Instructions for the task: Can you write out all of the material below again, swapping every "Segment" for "Outline" and leaving everything else unchanged?

Task input:
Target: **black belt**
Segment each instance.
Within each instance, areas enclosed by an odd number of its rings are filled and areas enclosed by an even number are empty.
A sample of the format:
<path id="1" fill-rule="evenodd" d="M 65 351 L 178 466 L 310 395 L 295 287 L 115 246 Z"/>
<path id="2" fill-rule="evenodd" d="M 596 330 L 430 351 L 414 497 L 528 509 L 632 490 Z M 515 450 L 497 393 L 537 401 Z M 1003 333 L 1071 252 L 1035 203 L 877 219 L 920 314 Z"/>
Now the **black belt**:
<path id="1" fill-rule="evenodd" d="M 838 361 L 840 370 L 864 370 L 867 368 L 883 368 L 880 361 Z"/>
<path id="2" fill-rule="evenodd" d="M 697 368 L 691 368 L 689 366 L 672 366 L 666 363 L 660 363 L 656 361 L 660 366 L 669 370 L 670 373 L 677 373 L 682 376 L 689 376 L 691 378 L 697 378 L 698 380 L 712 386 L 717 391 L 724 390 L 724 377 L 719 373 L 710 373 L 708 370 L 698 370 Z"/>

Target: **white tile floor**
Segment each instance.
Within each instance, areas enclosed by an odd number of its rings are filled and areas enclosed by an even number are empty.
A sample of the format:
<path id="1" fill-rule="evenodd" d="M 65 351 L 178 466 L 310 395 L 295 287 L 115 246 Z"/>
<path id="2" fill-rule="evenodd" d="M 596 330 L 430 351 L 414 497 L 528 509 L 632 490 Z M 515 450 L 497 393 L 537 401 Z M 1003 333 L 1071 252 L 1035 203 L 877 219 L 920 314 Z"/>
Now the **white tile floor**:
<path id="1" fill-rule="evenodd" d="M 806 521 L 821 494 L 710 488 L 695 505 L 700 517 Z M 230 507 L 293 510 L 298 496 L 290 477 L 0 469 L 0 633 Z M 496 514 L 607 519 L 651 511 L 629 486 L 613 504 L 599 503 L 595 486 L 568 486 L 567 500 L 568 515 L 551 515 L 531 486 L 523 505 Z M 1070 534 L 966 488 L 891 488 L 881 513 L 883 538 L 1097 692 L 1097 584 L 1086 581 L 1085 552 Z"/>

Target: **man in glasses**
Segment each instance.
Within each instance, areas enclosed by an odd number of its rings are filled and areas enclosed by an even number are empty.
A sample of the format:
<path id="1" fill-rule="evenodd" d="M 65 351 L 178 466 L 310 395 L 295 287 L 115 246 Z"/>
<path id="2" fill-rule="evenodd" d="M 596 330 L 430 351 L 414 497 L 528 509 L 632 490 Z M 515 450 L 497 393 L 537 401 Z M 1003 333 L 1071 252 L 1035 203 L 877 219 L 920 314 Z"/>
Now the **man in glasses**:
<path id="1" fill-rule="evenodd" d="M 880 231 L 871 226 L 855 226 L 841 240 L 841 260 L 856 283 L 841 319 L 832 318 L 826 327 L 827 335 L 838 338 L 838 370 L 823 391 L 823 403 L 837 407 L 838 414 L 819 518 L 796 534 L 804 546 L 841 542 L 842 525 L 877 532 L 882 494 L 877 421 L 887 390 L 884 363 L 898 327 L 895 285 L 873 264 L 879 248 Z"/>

Result:
Target: **black belt**
Outline each instance.
Within each instance, areas enclosed by an odd number of its rings are filled and areas enclosed by an even number are empty.
A sample of the format:
<path id="1" fill-rule="evenodd" d="M 65 351 L 178 466 L 310 395 L 295 287 L 115 246 Z"/>
<path id="2" fill-rule="evenodd" d="M 596 330 L 430 351 L 414 497 L 528 509 L 632 490 Z M 515 450 L 497 393 L 537 401 Z M 1003 333 L 1071 252 L 1035 203 L 877 219 L 920 314 Z"/>
Now the **black belt**:
<path id="1" fill-rule="evenodd" d="M 838 361 L 840 370 L 864 370 L 867 368 L 883 368 L 880 361 Z"/>
<path id="2" fill-rule="evenodd" d="M 697 368 L 691 368 L 689 366 L 672 366 L 666 363 L 660 363 L 656 361 L 660 366 L 669 370 L 670 373 L 677 373 L 682 376 L 689 376 L 691 378 L 697 378 L 698 380 L 712 386 L 717 391 L 724 390 L 724 377 L 719 373 L 710 373 L 708 370 L 698 370 Z"/>

Target: **white tile floor**
Outline each instance.
Within each instance, areas enclosed by an odd number of its rings are filled and areas enclosed by an even number are empty.
A sample of the format:
<path id="1" fill-rule="evenodd" d="M 65 351 L 178 466 L 310 395 L 295 287 L 115 246 Z"/>
<path id="2" fill-rule="evenodd" d="M 596 330 L 430 351 L 414 497 L 528 509 L 632 490 Z M 515 450 L 497 393 L 537 401 Z M 1003 333 L 1071 252 L 1035 203 L 877 219 L 920 314 Z"/>
Now the **white tile floor**:
<path id="1" fill-rule="evenodd" d="M 806 521 L 821 494 L 710 488 L 695 505 L 700 517 Z M 230 507 L 293 510 L 298 496 L 290 477 L 0 469 L 0 633 Z M 496 514 L 607 519 L 651 511 L 629 486 L 613 504 L 599 503 L 595 486 L 568 486 L 567 500 L 568 515 L 551 515 L 531 486 L 523 505 Z M 1070 534 L 966 488 L 891 488 L 881 513 L 883 538 L 1097 692 L 1097 584 L 1086 581 L 1085 552 Z"/>

Target: **man in glasses**
Outline each instance.
Within each instance, areas enclosed by an odd number of its rings are filled and areas enclosed by an even number are empty.
A sample of the format:
<path id="1" fill-rule="evenodd" d="M 65 351 L 178 466 L 310 395 L 295 287 L 115 246 Z"/>
<path id="2" fill-rule="evenodd" d="M 596 330 L 430 351 L 414 497 L 528 509 L 632 490 Z M 515 450 L 497 393 L 537 401 Z M 1003 333 L 1071 252 L 1035 203 L 877 219 L 920 314 Z"/>
Now the **man in glasses**:
<path id="1" fill-rule="evenodd" d="M 880 231 L 871 226 L 855 226 L 841 240 L 841 260 L 856 283 L 841 319 L 832 318 L 826 327 L 827 335 L 838 338 L 838 370 L 823 391 L 823 403 L 837 407 L 838 414 L 819 518 L 796 534 L 804 546 L 841 542 L 842 525 L 877 532 L 882 494 L 877 421 L 887 390 L 884 363 L 898 327 L 895 285 L 873 264 L 879 248 Z"/>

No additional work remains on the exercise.